PROBLEM TO WORK ON
Could you rewrite the stretch of the data from the line containing "For each instance of the car" through the end of the data, keeping every line including the requests, but with each point coordinate multiplied by 0.2 and rounded to a whole number, halves rounding up?

LISTING
## start
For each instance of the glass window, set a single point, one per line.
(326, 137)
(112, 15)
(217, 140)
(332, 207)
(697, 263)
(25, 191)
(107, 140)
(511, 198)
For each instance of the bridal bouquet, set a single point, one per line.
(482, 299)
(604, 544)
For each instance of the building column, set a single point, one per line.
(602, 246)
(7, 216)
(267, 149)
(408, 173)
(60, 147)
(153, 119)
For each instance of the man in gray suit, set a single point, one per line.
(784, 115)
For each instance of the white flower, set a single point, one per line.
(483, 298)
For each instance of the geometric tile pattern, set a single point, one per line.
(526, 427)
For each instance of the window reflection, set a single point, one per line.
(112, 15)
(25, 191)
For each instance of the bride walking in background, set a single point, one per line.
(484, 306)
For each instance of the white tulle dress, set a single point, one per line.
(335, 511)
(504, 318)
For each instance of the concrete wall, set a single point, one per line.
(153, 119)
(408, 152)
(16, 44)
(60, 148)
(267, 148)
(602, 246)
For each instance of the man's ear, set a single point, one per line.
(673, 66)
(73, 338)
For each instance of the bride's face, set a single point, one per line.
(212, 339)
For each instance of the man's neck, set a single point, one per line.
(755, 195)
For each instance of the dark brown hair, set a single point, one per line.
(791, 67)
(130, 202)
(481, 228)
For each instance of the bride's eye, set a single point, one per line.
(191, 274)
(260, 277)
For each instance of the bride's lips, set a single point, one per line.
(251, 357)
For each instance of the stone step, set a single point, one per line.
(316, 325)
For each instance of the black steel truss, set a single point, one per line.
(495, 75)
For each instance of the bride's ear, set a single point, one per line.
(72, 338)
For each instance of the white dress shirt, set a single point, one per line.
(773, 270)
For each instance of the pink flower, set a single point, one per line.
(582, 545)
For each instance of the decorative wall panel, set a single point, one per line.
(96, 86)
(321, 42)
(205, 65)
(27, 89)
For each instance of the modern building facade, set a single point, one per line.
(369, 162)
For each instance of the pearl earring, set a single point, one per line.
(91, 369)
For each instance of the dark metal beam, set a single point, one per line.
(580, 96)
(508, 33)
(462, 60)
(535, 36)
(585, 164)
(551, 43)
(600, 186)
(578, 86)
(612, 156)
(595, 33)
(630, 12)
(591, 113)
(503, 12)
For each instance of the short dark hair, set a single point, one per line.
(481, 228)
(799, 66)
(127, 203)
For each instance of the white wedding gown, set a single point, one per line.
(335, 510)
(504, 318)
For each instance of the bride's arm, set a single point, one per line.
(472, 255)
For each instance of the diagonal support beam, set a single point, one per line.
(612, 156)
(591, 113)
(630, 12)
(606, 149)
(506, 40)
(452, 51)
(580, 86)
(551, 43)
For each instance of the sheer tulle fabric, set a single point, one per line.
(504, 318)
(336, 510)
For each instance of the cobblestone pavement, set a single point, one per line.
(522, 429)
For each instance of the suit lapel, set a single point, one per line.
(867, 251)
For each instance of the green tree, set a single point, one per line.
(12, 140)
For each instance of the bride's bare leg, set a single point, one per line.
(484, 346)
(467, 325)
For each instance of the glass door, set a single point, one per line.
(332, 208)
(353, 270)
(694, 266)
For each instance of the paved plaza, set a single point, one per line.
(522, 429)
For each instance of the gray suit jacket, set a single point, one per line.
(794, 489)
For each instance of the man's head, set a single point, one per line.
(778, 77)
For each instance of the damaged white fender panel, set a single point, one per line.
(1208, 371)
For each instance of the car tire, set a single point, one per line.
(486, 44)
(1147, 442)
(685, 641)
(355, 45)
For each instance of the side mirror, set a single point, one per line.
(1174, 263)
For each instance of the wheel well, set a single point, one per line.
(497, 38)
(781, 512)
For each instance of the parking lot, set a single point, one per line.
## end
IN RESPONSE
For each instance of the car tire, set a single point, one per line.
(97, 9)
(229, 88)
(137, 128)
(71, 9)
For each instance of the side mirror, set a single point, one per line.
(235, 53)
For each instance of the wheel well, set a single point, one per line.
(99, 8)
(156, 102)
For each instance of the parking lot, set a single point, one per line.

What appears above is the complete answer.